I have been putting forward the notion below, for probably well over a year. I have occasional replies from people who say there may be a good idea buried in here. I think that, if some neurological study starts to substantiate what I suggest, this would strengthen a perspective in the criticism of the "culture" of modern music. Here goes:
Psychology of Music
Social and Cognitive
Functions of 3 and 4 time in Processing of Music
I am a retired
psychologist - having been mostly a researcher –
in Africa on
"cross cultural" matters and then
back in London,
in a weird field called Broadcasting Audience Research.
I am interested,
still, in many things including the Social Psychology of Music.
Within this field a
hypothesis has occurred to me, on which I have offered:
reasons why it would be of interest and important, and
ways in
which the hypothesis could usefully be explored.
The hypothesis is
rooted in the observations that: most music has a rhythm of either three
time, or 2 or 4 time.
2 and 4 time are
essentially similar and even boil down in many presentations to "one in a
bar" time.
The majority of the
popular music of today is in 2 time. This has 'defeated' or at least virtually
replaced the world of 3x.
Here then are the
hypotheses; first the neurological part:
Music in 2 time is
processed in the brain (experienced) in different parts and shall we say at a
lower level than is music in 3 time - where also the lifelong internal rhythms
of heartbeat and then walking and running are registered. This region of “perception”
requires no “thought”. It is only if and when a heartbeat becomes distorted (or
one has to try to learn to do a waltz) that thought has to break in to the
otherwise thoughtless world of 2 time.
Music in 3 time finds
no corresponding internal counterpart in day to day physiological processes. It
is therefore experienced – and interpreted in a different part of the brain -
where other realms of meaning are encountered. 3 time music is likely perceived
in those realms of the brain where conscious thought occurs.
Now comes the social
part ....
Music
in 2 time is conceptually less challenging than 3 time (let alone complex
times such as 3 + 2, whatever...).
Colloquially, it might
be said these 2 and 4 time musics engage what a long ago sociolinguist called a
restricted code
and what popular
journalists might describe as 'dumbed down'.
In the worst case
marching music lends itself to evocations of a totalitarian spirit.
Of course of course
the human spirit rises to its best in 4 time in cases where
exalted compositions
have led us there - Beethoven's 9th choral theme for example.
BUT
the tramp of nuremberg
rallying and such military displays more often banish the finer feelings, all
in 2 time.
Music
in 3 time offers a path to grace. Much of the richest Irish and Scottish
"folkloric" music operates in 3 time.
Try the Eriskay Love
Lilt ....this sensibility is virtually absent in today's POP music.

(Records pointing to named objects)
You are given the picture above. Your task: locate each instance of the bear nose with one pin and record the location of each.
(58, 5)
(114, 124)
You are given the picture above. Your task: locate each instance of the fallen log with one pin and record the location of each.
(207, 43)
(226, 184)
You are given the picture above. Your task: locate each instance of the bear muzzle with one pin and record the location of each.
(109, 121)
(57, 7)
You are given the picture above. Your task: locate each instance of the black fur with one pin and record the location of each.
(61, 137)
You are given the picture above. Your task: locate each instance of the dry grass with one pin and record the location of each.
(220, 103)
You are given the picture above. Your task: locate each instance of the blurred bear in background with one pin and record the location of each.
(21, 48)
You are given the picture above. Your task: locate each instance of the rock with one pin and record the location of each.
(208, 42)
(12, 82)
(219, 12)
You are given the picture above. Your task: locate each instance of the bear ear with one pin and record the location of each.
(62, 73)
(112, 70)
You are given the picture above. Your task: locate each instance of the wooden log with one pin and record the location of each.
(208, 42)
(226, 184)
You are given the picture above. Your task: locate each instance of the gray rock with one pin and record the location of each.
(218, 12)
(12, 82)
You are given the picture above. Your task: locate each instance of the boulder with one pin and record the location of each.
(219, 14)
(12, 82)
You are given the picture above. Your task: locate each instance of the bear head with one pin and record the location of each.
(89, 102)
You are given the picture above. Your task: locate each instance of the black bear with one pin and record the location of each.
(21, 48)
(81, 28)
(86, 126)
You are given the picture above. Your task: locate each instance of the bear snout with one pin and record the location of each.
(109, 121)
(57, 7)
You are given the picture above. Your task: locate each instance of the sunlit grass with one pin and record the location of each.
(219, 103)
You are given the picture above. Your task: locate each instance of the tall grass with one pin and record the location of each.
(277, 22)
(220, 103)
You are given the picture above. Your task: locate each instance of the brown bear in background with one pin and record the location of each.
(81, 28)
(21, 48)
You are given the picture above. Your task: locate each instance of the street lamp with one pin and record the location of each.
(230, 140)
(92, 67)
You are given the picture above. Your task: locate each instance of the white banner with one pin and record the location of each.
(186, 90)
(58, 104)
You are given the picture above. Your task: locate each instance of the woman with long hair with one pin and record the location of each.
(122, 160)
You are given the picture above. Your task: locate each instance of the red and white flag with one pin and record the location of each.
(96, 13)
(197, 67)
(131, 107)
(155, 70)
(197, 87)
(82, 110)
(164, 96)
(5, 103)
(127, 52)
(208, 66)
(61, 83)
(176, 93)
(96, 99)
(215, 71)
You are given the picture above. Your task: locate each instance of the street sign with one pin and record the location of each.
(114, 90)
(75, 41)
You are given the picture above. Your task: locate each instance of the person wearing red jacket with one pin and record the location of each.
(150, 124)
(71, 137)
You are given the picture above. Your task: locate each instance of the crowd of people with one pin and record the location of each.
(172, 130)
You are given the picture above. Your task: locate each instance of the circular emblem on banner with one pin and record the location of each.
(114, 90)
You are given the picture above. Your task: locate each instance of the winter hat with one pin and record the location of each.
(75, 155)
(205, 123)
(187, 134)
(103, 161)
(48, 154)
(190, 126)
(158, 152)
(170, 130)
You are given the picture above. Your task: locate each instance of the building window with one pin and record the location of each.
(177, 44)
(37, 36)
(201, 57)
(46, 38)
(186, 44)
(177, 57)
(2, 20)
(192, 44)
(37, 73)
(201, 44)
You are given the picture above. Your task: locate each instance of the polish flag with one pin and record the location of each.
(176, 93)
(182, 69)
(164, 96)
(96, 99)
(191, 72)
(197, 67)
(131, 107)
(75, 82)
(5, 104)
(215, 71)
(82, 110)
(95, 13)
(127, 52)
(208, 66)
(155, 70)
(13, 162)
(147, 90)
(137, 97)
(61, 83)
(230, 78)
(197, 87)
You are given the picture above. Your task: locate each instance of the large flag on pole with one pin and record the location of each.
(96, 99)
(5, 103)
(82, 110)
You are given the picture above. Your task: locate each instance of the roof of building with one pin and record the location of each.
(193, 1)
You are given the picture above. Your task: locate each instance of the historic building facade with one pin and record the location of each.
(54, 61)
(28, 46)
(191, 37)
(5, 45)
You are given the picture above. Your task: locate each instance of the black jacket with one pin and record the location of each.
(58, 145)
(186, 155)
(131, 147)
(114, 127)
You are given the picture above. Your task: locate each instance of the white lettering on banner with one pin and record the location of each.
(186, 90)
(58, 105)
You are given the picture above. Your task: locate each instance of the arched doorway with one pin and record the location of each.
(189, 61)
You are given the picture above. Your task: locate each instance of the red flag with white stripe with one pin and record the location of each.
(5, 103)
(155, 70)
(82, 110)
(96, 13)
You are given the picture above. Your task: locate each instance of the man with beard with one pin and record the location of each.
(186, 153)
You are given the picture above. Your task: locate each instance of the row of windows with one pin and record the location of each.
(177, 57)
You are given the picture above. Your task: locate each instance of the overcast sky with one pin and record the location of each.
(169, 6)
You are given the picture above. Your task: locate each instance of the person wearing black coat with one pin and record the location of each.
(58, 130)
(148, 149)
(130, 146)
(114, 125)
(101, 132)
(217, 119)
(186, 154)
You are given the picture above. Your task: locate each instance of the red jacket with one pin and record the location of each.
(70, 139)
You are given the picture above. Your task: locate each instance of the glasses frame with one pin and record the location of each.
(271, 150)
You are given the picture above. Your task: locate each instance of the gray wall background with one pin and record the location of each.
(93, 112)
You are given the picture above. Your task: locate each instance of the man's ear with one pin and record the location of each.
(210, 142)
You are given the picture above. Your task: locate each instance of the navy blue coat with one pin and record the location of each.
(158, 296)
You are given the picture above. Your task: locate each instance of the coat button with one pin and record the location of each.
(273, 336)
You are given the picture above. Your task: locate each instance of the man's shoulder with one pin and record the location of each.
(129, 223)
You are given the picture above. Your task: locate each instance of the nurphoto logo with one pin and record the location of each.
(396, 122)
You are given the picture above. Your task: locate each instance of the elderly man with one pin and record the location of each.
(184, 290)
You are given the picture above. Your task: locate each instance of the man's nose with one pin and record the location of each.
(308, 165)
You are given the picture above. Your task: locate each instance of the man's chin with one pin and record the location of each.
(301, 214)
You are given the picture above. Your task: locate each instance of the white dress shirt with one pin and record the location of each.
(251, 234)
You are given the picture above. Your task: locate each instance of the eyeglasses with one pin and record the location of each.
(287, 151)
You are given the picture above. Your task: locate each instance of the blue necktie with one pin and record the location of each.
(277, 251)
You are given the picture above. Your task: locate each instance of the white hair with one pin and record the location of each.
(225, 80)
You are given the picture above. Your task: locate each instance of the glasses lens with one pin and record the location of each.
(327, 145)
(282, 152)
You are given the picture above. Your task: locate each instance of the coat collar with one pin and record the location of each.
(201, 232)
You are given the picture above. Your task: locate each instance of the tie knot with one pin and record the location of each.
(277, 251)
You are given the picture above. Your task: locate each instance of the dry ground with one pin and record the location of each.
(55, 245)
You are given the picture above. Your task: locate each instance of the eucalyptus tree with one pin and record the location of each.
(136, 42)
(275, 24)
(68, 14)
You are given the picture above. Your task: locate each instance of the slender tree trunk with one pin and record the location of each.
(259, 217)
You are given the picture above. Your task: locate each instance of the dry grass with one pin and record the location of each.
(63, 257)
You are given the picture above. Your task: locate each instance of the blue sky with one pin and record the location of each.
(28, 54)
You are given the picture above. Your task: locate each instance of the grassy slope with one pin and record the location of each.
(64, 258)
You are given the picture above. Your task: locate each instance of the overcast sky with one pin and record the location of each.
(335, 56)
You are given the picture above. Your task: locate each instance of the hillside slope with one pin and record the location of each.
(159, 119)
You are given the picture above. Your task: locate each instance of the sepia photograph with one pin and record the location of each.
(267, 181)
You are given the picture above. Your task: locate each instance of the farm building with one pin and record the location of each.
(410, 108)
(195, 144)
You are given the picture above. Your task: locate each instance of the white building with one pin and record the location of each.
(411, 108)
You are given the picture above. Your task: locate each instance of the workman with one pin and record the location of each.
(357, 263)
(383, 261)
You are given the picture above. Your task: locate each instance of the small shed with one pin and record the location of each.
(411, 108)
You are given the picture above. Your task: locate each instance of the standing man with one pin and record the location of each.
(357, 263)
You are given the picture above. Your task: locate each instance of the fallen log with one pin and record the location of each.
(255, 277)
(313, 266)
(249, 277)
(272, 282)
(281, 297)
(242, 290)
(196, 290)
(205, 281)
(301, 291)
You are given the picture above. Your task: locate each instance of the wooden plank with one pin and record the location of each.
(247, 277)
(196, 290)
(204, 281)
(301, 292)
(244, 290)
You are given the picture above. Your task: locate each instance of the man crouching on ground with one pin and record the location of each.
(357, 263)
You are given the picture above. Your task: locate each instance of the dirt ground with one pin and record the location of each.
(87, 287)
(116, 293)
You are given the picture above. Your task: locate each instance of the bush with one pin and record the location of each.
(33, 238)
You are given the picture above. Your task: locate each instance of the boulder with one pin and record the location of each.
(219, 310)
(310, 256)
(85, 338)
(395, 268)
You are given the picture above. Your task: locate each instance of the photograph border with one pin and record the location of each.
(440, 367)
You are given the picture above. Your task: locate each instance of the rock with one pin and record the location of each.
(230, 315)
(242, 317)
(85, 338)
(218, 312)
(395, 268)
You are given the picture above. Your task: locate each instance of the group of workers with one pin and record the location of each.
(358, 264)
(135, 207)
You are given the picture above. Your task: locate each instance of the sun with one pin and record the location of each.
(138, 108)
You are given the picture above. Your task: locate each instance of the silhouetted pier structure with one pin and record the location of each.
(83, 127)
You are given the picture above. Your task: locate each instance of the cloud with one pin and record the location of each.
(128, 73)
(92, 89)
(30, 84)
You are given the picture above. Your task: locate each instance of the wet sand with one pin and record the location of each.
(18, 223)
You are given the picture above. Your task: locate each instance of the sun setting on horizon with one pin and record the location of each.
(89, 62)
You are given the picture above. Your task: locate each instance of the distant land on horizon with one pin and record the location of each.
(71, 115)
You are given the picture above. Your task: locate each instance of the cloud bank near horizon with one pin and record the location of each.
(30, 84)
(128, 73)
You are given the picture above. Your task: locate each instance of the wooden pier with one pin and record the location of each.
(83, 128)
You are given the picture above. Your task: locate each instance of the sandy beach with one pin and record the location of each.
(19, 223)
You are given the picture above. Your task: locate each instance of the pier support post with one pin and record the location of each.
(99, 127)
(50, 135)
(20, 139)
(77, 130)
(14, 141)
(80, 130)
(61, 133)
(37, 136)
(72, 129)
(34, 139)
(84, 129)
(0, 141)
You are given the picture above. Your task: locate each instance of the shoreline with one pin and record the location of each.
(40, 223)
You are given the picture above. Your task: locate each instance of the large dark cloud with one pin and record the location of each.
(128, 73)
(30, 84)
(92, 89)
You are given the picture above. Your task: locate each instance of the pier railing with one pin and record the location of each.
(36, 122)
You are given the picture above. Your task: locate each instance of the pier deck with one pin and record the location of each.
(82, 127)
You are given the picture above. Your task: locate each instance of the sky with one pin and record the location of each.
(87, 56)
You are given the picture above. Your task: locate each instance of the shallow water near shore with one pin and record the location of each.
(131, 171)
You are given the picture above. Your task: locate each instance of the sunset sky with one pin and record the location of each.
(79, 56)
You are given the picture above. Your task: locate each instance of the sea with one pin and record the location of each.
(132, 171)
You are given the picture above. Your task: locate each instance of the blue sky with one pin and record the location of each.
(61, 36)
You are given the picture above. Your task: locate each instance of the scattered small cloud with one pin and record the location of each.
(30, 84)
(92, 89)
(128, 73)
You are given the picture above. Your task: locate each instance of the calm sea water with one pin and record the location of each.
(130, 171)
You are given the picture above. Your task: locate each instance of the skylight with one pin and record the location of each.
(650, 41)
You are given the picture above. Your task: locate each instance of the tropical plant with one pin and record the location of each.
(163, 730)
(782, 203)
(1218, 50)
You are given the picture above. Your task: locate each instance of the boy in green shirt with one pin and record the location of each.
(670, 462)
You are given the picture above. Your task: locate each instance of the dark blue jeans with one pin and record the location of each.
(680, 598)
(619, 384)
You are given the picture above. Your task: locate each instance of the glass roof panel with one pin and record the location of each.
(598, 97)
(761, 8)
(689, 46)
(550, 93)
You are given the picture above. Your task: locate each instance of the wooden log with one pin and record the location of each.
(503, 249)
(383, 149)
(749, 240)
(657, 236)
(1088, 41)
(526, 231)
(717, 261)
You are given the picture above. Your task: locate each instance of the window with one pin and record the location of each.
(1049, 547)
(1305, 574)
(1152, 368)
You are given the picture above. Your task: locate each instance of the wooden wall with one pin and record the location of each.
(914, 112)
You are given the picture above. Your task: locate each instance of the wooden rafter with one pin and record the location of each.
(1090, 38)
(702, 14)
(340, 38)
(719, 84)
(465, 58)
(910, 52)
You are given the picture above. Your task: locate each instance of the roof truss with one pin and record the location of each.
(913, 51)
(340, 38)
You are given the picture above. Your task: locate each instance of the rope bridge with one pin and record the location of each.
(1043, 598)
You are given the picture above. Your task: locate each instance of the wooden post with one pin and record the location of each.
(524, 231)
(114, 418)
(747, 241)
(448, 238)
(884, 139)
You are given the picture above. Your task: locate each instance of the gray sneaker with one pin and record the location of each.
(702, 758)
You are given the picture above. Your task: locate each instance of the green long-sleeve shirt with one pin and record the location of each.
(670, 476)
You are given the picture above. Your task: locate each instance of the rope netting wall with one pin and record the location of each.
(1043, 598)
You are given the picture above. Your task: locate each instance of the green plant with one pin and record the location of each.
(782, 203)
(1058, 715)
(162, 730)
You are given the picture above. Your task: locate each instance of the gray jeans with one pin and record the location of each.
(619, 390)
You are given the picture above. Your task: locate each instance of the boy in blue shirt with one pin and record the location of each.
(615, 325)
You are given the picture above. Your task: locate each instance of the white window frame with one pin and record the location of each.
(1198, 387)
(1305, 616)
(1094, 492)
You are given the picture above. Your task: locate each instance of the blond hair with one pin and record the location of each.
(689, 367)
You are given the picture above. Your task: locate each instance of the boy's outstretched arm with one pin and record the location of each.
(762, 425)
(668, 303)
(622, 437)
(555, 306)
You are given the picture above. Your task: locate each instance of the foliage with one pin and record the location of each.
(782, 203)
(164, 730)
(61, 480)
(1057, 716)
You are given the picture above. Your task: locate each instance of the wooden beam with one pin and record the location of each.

## REQUIRED TASKS
1. In the essay on 3 and 4 time in music, what field did the writer work in after returning to London?
2. List the lifelong internal rhythms named in the essay on 3 and 4 time in music.

## TASK-BY-TASK SOLUTIONS
1. Broadcasting Audience Research.

2. Heartbeat, walking, running